UNITED STATES DISTRICT COURT EASTERN DISTRICT OF MISSOURI EASTERN DIVISION
JOE HAND PROMOTIONS, INC., ) ) Plaintiff, ) ) v. ) No. 4:20-CV-1072 RLW ) DAVID HOLMON, individually, and as ) an officer, director, shareholder, member ) and/or principal of JOHN DOE ENTITY ) d/b/a The Lux, and JOHN DOE ENTITY ) d/b/a The Lux, ) ) Defendants. ) MEMORANDUM AND ORDER This matter is before the Court on a letter from self-represented Defendant David Holmon (ECF No. 12). Plaintiff Joe Hand Promotions, Inc. (“Plaintiff”) filed this action on August 14, 2020. The Complaint (ECF No. 1) alleges the Defendants unlawfully broadcast a Pay-Per-View event at a commercial location without paying Plaintiff the necessary commercial license fee to do so.' Plaintiff's Complaint asserts claims of Satellite (47 U.S.C. § 605) and Cable (47 U.S.C. § 553) Piracy in Count I, and federal copyright infringement in Count II. Named as Defendants are David Holman, as an individual, and as an officer, director, shareholder, member and/or principal of an unknown corporate entity sued as “John Doe Entity” doing business as “The Lux;” and also the unknown corporate entity itself sued as “John Doe Entity” doing business as “The Lux.”

* * * *

• **SHORT PROBLEM 1**
Print the rows starting at the one containing "For the benchmark card, identify each instance of the meat" and ending at the one containing "(364, 1129)", both included, reproducing them character for character.
The rows that follow the court memorandum have nothing to do with it.

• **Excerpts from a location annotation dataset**

* * * *

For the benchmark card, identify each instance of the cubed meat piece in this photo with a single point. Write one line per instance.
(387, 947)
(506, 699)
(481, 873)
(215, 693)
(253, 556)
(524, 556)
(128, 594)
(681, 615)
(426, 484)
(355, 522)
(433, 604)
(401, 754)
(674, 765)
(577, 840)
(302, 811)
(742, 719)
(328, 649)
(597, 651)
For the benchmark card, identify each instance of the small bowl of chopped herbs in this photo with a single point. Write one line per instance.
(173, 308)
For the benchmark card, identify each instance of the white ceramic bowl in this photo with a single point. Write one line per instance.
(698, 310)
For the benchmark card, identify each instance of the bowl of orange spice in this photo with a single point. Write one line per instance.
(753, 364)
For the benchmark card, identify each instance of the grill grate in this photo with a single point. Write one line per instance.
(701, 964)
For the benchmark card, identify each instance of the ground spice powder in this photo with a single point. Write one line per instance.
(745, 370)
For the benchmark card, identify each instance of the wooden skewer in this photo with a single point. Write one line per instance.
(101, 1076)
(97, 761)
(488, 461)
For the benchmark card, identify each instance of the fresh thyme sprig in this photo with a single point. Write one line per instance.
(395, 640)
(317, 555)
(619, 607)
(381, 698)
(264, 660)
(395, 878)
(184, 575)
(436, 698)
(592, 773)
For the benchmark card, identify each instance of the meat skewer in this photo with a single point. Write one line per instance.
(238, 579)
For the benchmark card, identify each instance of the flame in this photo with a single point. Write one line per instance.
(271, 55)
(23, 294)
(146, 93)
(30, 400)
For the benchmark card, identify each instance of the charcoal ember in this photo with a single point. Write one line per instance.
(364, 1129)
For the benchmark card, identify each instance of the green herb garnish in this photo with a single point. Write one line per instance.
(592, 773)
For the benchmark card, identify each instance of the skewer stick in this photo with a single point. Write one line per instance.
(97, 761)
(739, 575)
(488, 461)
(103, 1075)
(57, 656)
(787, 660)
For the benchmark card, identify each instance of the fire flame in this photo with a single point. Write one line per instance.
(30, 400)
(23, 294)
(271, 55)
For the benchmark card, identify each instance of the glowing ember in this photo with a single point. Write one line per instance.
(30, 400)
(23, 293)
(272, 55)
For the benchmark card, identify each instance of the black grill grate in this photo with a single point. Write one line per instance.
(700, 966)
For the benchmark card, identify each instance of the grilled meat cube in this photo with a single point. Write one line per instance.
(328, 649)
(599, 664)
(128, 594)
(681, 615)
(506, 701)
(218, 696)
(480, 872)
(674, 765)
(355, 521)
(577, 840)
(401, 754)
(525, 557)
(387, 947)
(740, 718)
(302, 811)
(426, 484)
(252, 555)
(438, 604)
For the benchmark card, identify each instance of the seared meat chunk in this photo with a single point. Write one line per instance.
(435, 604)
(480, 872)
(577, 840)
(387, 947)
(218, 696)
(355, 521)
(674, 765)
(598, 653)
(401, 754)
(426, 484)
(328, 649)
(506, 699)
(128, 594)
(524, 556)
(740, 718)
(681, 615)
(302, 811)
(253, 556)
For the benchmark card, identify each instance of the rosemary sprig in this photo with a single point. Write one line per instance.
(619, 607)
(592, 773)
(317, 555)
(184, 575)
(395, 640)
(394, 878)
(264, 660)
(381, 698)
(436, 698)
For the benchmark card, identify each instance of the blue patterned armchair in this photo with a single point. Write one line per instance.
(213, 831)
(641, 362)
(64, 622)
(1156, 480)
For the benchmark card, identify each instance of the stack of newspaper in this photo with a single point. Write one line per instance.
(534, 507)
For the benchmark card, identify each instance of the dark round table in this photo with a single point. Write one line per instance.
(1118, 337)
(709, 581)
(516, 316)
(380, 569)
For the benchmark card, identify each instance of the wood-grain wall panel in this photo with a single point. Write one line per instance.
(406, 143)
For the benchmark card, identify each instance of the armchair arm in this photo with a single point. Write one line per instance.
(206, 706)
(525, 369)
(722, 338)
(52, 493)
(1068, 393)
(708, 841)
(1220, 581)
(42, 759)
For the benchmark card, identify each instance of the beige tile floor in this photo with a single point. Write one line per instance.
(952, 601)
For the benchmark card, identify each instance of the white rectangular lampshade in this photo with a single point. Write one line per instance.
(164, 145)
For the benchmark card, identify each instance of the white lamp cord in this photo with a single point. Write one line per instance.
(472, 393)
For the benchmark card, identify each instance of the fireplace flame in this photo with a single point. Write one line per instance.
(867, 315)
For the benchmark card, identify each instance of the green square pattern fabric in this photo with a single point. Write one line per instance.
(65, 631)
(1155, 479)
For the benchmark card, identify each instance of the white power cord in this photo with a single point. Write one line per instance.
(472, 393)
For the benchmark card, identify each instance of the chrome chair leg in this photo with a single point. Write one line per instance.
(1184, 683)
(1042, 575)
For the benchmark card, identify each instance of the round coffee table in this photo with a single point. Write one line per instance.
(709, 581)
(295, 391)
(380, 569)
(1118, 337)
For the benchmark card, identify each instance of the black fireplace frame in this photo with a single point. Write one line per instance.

* * * *

• **SHORT PROBLEM 2**
Output the full court memorandum, reproducing it word for word.

• **FULL ANSWER 1**
For the benchmark card, identify each instance of the meat skewer in this photo with a single point. Write one line per instance.
(238, 579)
For the benchmark card, identify each instance of the flame in this photo with a single point. Write one line per instance.
(271, 55)
(23, 294)
(146, 93)
(30, 400)
For the benchmark card, identify each instance of the charcoal ember in this photo with a single point. Write one line per instance.
(364, 1129)

• **FULL ANSWER 2**
UNITED STATES DISTRICT COURT EASTERN DISTRICT OF MISSOURI EASTERN DIVISION
JOE HAND PROMOTIONS, INC., ) ) Plaintiff, ) ) v. ) No. 4:20-CV-1072 RLW ) DAVID HOLMON, individually, and as ) an officer, director, shareholder, member ) and/or principal of JOHN DOE ENTITY ) d/b/a The Lux, and JOHN DOE ENTITY ) d/b/a The Lux, ) ) Defendants. ) MEMORANDUM AND ORDER This matter is before the Court on a letter from self-represented Defendant David Holmon (ECF No. 12). Plaintiff Joe Hand Promotions, Inc. (“Plaintiff”) filed this action on August 14, 2020. The Complaint (ECF No. 1) alleges the Defendants unlawfully broadcast a Pay-Per-View event at a commercial location without paying Plaintiff the necessary commercial license fee to do so.' Plaintiff's Complaint asserts claims of Satellite (47 U.S.C. § 605) and Cable (47 U.S.C. § 553) Piracy in Count I, and federal copyright infringement in Count II. Named as Defendants are David Holman, as an individual, and as an officer, director, shareholder, member and/or principal of an unknown corporate entity sued as “John Doe Entity” doing business as “The Lux;” and also the unknown corporate entity itself sued as “John Doe Entity” doing business as “The Lux.”